(Some records)
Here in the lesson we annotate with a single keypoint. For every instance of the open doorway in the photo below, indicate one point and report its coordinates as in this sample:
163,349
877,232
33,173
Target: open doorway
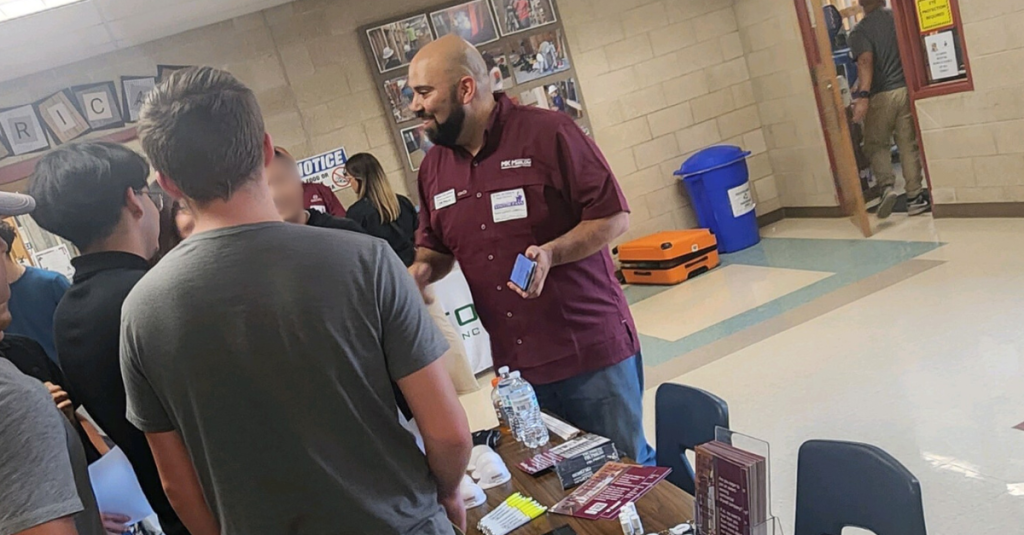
914,48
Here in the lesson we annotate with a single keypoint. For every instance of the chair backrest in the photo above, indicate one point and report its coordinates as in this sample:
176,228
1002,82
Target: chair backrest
685,417
845,484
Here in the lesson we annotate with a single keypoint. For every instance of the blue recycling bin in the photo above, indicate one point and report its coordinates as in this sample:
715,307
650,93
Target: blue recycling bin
718,181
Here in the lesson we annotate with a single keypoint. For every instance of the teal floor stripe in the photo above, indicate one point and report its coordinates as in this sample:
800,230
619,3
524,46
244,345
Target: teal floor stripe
850,260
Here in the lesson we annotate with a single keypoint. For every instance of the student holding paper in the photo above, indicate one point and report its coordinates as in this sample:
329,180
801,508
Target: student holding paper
44,483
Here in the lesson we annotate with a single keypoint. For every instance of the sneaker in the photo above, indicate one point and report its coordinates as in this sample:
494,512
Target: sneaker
889,199
920,204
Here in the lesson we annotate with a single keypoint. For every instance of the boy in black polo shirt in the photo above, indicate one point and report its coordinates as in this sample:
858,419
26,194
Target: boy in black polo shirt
95,195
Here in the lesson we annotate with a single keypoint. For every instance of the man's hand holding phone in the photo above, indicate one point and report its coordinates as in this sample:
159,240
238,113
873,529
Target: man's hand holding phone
542,264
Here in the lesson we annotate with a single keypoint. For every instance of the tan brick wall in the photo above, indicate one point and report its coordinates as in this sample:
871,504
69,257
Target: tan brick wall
781,87
662,79
975,141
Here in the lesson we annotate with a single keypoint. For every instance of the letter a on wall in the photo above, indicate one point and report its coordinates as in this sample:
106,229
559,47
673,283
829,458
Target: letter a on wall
24,130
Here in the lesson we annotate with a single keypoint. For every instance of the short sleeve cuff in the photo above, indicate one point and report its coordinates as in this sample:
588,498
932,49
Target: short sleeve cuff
431,354
605,209
29,520
150,425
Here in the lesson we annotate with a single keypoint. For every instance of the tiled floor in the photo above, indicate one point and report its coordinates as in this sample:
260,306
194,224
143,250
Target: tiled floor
912,341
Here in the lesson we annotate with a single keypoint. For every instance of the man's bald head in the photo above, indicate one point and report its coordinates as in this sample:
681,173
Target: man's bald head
448,60
452,91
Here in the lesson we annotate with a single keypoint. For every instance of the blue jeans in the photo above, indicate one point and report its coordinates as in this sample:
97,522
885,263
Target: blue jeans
606,402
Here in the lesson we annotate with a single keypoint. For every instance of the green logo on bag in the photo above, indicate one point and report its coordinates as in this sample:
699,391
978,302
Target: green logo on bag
465,318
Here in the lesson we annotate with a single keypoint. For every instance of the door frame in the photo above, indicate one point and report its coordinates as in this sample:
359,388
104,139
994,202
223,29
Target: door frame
813,53
841,157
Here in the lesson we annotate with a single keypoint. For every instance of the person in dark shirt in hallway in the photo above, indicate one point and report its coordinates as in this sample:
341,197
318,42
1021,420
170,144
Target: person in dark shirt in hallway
286,186
95,195
883,104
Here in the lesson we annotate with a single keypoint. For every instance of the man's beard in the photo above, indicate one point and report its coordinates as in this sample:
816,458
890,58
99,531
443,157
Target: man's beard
446,133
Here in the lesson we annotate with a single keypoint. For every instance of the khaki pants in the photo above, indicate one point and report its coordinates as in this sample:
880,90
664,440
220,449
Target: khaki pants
456,361
888,117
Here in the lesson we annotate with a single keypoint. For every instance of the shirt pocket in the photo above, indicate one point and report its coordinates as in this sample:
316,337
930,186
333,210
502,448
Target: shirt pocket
505,215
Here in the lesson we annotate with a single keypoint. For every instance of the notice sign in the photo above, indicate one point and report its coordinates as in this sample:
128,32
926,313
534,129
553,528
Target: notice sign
327,168
934,14
942,55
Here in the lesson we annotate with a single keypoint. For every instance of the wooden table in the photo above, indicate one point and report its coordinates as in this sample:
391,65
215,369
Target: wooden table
665,506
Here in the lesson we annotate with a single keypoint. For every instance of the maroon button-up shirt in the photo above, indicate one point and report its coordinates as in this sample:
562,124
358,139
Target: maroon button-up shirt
537,178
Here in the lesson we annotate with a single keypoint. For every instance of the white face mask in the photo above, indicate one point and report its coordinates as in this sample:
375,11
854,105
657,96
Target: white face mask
472,494
475,454
491,470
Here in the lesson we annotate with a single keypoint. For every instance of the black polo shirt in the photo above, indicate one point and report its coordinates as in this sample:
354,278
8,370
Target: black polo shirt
326,220
87,332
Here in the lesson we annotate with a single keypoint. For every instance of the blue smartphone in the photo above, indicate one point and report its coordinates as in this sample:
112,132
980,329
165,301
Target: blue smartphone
522,273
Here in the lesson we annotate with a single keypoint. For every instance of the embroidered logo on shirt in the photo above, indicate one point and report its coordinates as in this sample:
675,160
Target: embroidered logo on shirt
516,164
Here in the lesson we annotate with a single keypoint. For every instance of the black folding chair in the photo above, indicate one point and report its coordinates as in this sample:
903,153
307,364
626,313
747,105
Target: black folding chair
845,484
685,417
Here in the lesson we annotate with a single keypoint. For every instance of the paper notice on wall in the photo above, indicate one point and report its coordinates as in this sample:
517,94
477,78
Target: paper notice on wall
741,200
327,168
942,55
934,14
55,259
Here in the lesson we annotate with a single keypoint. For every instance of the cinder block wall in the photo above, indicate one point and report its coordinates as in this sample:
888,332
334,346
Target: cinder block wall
662,79
975,141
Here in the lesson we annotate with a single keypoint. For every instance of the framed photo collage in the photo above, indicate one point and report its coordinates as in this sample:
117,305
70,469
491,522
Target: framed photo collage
522,42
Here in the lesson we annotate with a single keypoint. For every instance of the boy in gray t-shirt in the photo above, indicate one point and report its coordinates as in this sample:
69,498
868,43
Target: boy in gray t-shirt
258,356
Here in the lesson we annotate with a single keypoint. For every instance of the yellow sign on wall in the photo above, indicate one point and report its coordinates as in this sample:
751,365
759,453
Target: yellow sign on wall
934,14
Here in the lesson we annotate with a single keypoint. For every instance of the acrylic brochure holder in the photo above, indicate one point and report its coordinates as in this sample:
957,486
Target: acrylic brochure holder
758,447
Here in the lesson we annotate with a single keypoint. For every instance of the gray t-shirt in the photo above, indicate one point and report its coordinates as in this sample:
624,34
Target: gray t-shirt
43,474
271,348
877,33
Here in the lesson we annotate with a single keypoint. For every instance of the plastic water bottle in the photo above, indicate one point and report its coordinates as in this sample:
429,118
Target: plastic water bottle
526,421
500,398
498,402
506,389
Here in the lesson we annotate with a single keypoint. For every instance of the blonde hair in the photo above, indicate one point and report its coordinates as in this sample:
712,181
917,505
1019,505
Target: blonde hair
376,189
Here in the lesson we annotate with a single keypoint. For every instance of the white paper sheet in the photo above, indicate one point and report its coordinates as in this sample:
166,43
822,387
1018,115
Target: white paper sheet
116,487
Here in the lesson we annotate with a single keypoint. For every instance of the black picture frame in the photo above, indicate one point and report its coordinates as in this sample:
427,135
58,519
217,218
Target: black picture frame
102,113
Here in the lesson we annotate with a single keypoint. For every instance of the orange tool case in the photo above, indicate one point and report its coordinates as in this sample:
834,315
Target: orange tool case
669,257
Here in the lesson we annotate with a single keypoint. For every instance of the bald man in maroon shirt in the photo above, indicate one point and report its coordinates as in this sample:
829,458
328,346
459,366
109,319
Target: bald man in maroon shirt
506,179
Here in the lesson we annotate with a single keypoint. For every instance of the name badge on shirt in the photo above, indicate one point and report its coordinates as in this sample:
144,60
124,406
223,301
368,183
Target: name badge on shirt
508,206
443,200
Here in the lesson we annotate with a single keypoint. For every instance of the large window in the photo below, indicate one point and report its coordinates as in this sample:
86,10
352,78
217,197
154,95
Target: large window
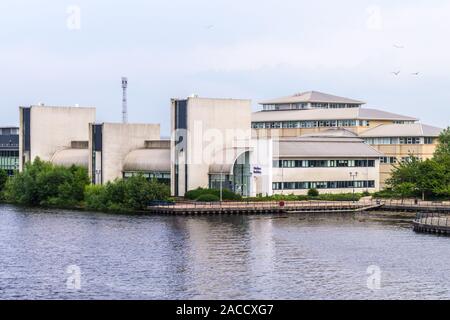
9,160
305,124
323,163
161,177
398,140
301,185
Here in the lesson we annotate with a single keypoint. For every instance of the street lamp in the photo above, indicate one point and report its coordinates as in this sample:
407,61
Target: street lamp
353,175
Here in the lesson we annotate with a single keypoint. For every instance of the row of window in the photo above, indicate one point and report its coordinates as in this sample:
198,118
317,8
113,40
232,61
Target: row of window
9,163
309,124
388,160
400,140
287,106
149,175
9,131
322,163
303,105
323,185
334,105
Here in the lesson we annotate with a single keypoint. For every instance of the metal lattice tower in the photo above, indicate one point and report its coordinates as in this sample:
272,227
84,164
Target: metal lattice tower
124,100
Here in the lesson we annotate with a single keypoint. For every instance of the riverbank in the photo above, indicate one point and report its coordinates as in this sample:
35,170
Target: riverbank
293,256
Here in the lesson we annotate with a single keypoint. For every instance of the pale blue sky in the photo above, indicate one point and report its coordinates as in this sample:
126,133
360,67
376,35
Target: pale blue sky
256,49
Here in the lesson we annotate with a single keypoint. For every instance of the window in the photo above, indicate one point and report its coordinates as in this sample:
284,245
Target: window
341,163
409,140
302,185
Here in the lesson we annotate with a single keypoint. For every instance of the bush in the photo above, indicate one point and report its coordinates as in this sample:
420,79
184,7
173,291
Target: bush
42,183
313,192
132,194
339,197
226,194
208,198
3,180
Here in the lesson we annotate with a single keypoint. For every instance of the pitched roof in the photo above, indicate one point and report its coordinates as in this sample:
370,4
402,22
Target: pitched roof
312,96
324,148
402,130
328,114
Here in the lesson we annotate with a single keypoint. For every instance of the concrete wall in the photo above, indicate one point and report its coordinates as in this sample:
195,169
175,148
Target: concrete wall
326,174
54,128
423,151
119,140
213,124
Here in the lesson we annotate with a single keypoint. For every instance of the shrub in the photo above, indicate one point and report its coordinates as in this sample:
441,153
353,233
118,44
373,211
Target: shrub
226,194
42,183
134,193
339,197
313,192
208,198
3,180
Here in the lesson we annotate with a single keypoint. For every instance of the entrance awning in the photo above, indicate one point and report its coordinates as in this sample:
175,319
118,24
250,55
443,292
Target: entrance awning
224,160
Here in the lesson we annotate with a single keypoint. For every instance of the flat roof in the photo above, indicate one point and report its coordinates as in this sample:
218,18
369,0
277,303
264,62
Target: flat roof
402,130
312,96
328,114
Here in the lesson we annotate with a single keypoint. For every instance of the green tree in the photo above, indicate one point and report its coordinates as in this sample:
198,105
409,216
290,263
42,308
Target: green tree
443,147
405,189
130,194
42,183
430,175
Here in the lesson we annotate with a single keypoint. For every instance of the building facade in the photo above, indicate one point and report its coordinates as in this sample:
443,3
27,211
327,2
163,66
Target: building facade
395,136
331,163
9,149
212,147
118,150
56,134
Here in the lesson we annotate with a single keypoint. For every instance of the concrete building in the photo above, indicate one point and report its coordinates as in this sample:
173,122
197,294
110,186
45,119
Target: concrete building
118,150
397,142
9,149
333,162
56,134
212,147
395,136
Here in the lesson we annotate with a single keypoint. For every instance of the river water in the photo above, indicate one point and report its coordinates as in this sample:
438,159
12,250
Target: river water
54,254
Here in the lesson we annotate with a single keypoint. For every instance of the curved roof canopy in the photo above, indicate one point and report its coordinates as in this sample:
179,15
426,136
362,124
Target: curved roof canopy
312,96
328,114
69,157
224,160
313,147
333,133
147,160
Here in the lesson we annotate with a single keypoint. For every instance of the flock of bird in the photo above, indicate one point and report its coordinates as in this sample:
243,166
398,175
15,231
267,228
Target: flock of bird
396,73
397,46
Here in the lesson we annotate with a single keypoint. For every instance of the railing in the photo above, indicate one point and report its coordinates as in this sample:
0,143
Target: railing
266,205
433,219
414,202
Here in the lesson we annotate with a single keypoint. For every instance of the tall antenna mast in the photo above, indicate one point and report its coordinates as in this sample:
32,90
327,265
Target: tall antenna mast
124,100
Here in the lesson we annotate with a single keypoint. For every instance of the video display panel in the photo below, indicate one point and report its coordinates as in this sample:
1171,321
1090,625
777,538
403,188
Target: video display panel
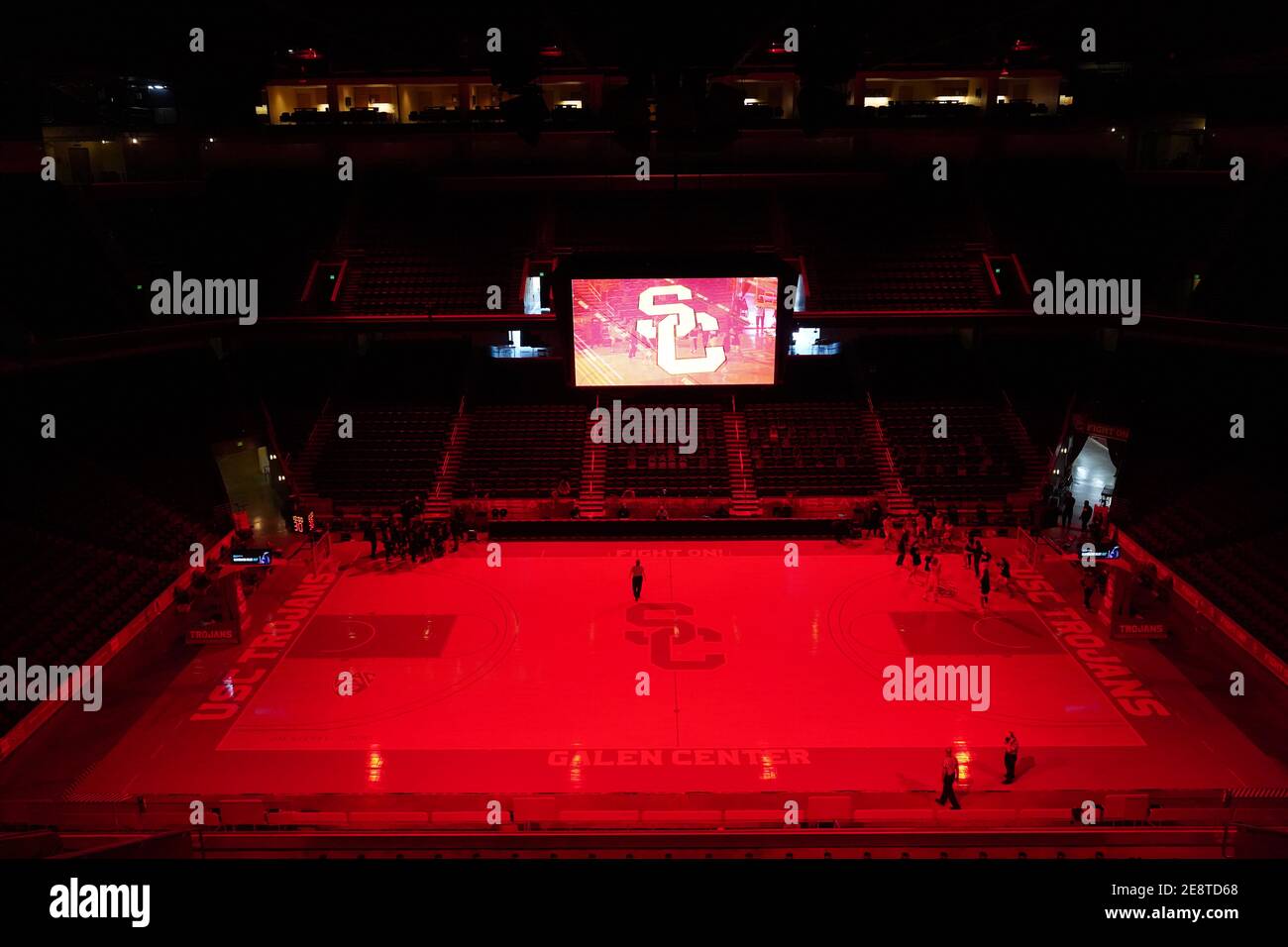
674,331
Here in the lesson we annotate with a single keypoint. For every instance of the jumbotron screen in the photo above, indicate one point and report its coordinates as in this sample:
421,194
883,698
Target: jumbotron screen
674,331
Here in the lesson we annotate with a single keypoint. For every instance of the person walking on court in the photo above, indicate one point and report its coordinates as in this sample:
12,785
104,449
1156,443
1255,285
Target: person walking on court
932,569
1010,757
1004,570
636,579
949,772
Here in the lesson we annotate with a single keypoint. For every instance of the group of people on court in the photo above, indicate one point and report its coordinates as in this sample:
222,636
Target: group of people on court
1010,757
975,557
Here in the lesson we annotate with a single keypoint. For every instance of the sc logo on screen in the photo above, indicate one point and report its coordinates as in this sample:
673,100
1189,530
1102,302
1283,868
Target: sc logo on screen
677,321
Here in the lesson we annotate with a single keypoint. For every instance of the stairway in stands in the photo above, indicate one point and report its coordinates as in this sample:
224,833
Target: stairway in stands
1037,464
590,496
900,501
305,463
742,478
438,504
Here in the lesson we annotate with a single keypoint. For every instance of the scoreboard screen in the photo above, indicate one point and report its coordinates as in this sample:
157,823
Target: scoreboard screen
674,331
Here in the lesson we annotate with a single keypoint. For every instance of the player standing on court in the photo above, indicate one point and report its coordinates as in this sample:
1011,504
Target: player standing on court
636,579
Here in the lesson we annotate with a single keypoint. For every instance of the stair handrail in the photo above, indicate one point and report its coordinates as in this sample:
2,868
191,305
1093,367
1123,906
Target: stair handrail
447,454
885,444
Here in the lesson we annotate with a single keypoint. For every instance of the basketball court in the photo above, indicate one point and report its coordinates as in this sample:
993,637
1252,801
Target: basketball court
523,672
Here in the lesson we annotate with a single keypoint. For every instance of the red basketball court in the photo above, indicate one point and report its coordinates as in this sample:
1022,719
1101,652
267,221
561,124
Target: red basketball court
523,677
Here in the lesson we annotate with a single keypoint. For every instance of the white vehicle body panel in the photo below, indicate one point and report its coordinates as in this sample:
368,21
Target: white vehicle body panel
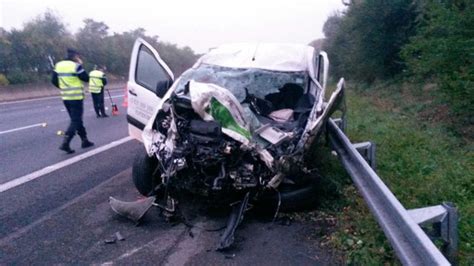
142,101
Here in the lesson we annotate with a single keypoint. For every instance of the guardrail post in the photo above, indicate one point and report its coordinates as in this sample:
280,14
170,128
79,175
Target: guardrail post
450,247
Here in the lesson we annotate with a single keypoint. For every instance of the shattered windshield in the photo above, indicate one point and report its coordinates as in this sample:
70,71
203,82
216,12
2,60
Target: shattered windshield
259,82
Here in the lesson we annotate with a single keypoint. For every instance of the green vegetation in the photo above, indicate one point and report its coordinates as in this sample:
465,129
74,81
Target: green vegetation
412,41
415,60
24,52
421,163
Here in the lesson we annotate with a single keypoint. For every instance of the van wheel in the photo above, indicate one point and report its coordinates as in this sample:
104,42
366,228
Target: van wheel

WHAT NEEDS TO BE DONE: With pictures left out, extract the lines from the one containing "the white vehicle" to the end of the material above, both included, exactly as written.

CORRECT RESPONSE:
Here in the lesson we annotate with a single keypoint. For every instance of the white vehicle body panel in the photo below, indicate one point and report its coordinates as in this sample:
368,21
Target: white vehicle body panel
142,101
Here in the lesson we annotate with a single keypoint. For every instance of the guardrail post in the photo above, indicate one point and report its coordinates as in this sample:
280,14
170,128
79,175
Target: guardrail post
450,247
Here in the lesson we annotate with a single keypoint. For every instance of the shattered windshield in the photo above, indicate one point and report its coordinates as in this sample:
70,71
203,82
216,12
2,60
Target: shattered windshield
259,82
Here in the lesson we annotate with a single keypoint. For every instance of the green vegetation in the photo above, indicate one point and report its coordinates as in this sample:
465,129
74,81
Target: green vegetation
412,41
415,60
24,52
421,163
Here in the lesson we annotate with a single keypoint. For every instance of the van wheel in the photo above, indicate one point and report its coordinates as in this sample:
104,42
366,228
Target: van wheel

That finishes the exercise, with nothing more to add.